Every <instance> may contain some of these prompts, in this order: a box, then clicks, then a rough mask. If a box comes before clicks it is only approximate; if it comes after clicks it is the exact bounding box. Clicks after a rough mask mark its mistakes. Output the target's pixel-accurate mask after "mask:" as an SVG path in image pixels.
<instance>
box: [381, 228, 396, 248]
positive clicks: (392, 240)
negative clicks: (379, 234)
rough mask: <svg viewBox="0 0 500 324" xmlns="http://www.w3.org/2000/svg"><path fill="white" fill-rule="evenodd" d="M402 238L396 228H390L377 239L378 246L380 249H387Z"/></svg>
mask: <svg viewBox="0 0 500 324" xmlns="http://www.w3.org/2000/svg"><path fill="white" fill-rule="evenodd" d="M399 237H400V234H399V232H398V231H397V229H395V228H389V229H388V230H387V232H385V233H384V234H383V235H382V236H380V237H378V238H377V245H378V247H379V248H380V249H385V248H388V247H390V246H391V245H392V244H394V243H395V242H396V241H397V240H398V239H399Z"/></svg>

##############################

▶ WHAT YOU HAVE TO DO:
Write out the records above again, line for line, with no changes.

▶ TASK SOLUTION:
Every <instance> may contain some of these prompts, in this order: a box, then clicks, then a rough mask. If a box comes before clicks it is only approximate; if it comes after clicks it is the exact bounding box. Clicks after a rough mask mark its mistakes. Output the target's pixel-accurate mask after "mask:" as an SVG path in image pixels.
<instance>
box: [381, 228, 396, 248]
positive clicks: (392, 240)
negative clicks: (379, 234)
rough mask: <svg viewBox="0 0 500 324" xmlns="http://www.w3.org/2000/svg"><path fill="white" fill-rule="evenodd" d="M402 238L396 228H390L377 239L378 246L380 249H387Z"/></svg>
mask: <svg viewBox="0 0 500 324" xmlns="http://www.w3.org/2000/svg"><path fill="white" fill-rule="evenodd" d="M399 237H400V234H399V232H398V231H397V229H395V228H389V229H388V230H387V232H385V233H384V234H383V235H382V236H380V237H378V238H377V245H378V247H379V248H380V249H385V248H388V247H390V246H391V245H392V244H394V243H395V242H396V241H397V240H398V239H399Z"/></svg>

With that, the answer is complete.